:: QUELLE

Entscheidungsstichwort (Thema)
Zulässigkeit einer Alleinzuweisung der Ehewohnung
Leitsatz (amtlich)
Die Alleinzuweisung der Ehewohnung ist nur zulässig, um eine unbillige Härte zu vermeiden. Das bedeutet nach der Vorstellung des Gesetzgebers zwar eine bewusst hohe, über bloße Unbequemlichkeiten und Billigkeitsabwägungen hinausgehende Eintrittsschwelle für ein gerichtliches Eingreifen. Andererseits ist der Anwendungsbereich nicht auf Sachverhalte unmittelbarer Gefahr für Leib und Leben des betroffenen Ehegatten beschränkt. Es genügen vielmehr außergewöhnliche Umstände, die auch unter Berücksichtigung des anderen Ehegatten dessen Verbleiben in der Ehewohnung für den betroffenen Ehegatten zur unerträglichen Belastung machen. Dazu rechnet insb. grob rücksichtsloses Verhalten des anderen Ehegatten.
Normenkette
BGB § 1361b; HausrVO § 13; HausrVO § 18a
Verfahrensgang
AG Wittenberg (Beschluss vom 07.06.2005; Aktenzeichen 4 F 181/05) |
Tenor
1. Die befristete Beschwerde des Antragsgegners gegen den Beschluss des AG - FamG - Wittenberg vom 7.6.2005 (Az.: 4 F 181/05) wird auf seine Kosten zurückgewiesen.

::::

:: WAS ZU TUN IST ::
Führe den Gerichtsbeschluss zur Alleinzuweisung der Ehewohnung oben im selben Stil weiter, beginnend nach seinem letzten Satz.

:: DATENABSCHNITT

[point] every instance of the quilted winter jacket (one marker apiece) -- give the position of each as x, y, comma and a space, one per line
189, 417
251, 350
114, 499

::::

:: SCHRIFTLICHE ANTWORT ::
2. Dem Antragsgegner wird die Gewährung von Prozesskostenhilfe für das Beschwerdeverfahren verweigert.
3. Der Beschwerdewert beträgt 6.000 EUR.
Gründe
1. Die gem. §§ 621e, 621 ZPO zulässige befristete Beschwerde des Antragsgegners ist unbegründet, weil das AG der Antragstellerin zutreffend die Ehewohnung der Parteien zur alleinigen Nutzung zugewiesen hat. Insoweit wird zur Meidung von Wiederholungen auf die Gründe der angefochtenen Entscheidung verwiesen.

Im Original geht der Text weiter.